## Problem description
Set down the data word for word, from its start through the line that contains "box: [278, 401, 473, 453]", with both ends included.

## Stored data entries
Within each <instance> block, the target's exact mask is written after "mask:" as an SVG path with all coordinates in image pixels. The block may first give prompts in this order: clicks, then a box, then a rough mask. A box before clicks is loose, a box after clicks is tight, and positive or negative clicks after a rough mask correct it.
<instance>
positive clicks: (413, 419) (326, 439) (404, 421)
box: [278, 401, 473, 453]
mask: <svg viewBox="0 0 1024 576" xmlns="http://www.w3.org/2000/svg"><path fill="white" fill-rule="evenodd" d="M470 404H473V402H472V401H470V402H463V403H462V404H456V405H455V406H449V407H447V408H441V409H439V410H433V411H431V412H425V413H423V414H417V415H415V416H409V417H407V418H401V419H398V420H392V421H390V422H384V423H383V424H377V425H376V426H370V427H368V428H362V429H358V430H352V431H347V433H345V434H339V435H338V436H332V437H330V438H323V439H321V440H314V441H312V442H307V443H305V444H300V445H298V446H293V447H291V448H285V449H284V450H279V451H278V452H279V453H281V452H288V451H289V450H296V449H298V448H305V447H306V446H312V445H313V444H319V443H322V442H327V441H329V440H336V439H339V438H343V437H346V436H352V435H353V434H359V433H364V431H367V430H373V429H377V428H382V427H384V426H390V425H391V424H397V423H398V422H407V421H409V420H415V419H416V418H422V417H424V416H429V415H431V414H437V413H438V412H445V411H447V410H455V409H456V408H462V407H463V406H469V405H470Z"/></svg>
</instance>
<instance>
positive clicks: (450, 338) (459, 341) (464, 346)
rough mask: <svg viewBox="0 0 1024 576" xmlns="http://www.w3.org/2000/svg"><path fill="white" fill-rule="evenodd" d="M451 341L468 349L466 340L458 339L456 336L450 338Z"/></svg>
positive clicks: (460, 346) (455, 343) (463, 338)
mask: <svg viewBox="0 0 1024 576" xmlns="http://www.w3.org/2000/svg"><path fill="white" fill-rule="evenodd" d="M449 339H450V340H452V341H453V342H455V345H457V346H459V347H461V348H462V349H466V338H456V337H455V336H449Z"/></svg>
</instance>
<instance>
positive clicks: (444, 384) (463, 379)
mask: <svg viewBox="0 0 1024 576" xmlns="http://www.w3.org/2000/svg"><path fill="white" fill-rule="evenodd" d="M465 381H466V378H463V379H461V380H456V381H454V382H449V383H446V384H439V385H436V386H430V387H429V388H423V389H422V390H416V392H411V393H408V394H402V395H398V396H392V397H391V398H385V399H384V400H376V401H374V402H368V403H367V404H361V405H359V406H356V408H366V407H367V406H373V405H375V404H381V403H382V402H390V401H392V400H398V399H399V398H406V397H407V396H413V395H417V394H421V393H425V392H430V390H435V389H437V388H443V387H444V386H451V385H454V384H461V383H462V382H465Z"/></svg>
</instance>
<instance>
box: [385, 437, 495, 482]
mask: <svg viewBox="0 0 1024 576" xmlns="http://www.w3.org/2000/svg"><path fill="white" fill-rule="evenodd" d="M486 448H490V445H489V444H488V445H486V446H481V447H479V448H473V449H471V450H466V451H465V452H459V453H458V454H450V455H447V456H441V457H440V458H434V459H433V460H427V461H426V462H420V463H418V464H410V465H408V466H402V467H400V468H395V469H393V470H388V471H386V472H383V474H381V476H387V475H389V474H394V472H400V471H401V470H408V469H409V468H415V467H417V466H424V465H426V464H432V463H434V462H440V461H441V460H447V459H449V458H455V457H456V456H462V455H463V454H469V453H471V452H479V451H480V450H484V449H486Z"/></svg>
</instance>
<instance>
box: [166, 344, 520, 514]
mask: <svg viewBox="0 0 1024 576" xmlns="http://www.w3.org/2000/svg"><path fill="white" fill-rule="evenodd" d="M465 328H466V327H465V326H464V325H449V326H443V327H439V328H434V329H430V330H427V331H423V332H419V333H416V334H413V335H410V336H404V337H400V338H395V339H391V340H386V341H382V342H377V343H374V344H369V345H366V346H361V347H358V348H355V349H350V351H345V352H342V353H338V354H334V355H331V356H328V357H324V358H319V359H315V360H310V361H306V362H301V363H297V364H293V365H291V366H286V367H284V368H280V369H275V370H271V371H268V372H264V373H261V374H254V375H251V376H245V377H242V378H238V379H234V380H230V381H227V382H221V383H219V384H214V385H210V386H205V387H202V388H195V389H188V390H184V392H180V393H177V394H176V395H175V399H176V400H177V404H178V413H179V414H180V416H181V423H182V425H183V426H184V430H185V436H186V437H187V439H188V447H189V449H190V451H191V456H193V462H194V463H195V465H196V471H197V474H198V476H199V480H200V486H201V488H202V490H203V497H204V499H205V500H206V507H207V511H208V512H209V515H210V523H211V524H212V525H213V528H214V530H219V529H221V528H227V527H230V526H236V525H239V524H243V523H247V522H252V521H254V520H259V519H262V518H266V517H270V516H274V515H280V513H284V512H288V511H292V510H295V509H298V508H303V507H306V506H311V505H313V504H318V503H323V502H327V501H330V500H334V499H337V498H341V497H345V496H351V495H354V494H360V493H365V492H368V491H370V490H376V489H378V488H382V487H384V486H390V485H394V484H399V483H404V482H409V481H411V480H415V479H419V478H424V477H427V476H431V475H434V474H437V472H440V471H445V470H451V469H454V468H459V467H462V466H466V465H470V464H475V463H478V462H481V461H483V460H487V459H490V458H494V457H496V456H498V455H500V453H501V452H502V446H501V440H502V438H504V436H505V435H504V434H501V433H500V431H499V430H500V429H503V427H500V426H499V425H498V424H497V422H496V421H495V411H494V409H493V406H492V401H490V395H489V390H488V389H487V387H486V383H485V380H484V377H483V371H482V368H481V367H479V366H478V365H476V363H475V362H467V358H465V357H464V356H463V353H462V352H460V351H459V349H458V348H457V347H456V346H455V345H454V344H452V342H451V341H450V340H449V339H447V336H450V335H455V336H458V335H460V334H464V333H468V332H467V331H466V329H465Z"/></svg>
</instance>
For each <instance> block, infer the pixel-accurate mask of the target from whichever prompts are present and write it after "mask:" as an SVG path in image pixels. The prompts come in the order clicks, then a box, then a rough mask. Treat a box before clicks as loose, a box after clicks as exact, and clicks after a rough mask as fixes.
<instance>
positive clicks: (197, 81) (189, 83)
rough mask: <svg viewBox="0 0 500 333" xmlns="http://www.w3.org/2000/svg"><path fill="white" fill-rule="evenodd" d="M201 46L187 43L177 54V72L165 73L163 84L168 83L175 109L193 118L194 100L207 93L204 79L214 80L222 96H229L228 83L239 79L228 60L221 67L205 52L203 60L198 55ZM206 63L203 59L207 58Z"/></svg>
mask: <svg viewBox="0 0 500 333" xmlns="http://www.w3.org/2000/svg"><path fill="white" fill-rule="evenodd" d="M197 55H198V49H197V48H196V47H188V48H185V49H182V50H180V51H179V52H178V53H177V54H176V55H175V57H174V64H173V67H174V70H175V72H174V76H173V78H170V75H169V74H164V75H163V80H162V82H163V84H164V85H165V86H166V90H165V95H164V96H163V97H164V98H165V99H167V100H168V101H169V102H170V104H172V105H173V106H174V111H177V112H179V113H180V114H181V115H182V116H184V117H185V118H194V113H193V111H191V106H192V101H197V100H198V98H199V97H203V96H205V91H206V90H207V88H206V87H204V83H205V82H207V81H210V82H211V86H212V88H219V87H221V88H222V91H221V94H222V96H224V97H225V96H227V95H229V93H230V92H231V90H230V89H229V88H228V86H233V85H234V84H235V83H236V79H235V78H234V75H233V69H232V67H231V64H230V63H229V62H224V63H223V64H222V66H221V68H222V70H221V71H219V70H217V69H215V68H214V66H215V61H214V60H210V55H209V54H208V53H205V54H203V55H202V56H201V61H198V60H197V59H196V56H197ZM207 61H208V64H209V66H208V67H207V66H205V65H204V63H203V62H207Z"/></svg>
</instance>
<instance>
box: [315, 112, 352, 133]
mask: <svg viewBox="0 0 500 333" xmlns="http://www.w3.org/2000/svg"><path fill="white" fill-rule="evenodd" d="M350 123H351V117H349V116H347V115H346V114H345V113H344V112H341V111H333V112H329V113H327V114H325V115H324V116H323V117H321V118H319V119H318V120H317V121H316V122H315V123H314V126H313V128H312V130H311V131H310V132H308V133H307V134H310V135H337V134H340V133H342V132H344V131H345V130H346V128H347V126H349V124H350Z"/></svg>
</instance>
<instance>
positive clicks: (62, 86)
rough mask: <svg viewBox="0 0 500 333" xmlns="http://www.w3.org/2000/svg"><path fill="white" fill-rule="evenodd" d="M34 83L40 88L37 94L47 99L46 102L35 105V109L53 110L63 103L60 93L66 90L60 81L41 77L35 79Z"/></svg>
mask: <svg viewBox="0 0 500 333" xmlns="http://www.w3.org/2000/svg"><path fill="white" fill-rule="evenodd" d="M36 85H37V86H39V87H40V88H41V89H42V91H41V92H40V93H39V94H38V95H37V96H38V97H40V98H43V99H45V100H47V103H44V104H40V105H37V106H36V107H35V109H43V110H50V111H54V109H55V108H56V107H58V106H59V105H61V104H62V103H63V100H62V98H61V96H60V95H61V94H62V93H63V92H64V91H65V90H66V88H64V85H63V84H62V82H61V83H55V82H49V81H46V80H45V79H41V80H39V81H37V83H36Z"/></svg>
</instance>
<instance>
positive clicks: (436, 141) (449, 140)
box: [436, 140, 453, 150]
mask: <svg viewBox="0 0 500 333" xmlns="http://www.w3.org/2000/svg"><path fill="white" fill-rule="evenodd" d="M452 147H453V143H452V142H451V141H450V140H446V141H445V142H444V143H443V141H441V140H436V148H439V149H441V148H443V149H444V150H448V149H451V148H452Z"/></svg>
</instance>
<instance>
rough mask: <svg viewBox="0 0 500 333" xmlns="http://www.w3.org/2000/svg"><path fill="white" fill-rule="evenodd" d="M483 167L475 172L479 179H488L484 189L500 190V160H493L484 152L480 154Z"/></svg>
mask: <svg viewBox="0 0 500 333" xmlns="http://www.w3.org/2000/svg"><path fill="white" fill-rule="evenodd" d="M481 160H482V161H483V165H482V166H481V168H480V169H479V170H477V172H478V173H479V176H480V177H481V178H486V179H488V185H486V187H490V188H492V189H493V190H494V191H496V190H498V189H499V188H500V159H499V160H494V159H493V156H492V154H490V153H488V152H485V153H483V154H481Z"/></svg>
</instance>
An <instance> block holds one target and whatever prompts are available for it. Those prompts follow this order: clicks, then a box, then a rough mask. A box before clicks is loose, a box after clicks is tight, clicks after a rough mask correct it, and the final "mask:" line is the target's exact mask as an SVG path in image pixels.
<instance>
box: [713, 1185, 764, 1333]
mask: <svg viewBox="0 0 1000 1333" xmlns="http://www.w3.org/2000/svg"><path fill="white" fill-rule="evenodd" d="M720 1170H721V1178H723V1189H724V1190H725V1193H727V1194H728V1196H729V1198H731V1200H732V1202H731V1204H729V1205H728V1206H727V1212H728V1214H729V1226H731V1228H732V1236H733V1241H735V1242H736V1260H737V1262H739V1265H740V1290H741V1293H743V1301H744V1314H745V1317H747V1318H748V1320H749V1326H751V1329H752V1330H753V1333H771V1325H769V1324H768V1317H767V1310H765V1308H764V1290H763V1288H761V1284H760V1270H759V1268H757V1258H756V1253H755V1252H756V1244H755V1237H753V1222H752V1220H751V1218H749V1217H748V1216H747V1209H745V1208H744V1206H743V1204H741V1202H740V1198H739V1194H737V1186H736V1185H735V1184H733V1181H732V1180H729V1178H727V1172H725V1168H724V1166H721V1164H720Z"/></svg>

## Answer for this exercise
Within each <instance> block, the target's exact mask is written after "mask:" as an SVG path with all coordinates in image pixels. The block may first give prompts in this order: clicks, then a box, then a rough mask. A box before clicks is loose, a box after clicks is tight, and positive or negative clicks after a rough mask correct it.
<instance>
positive clicks: (413, 419) (326, 439) (404, 421)
box: [278, 401, 473, 453]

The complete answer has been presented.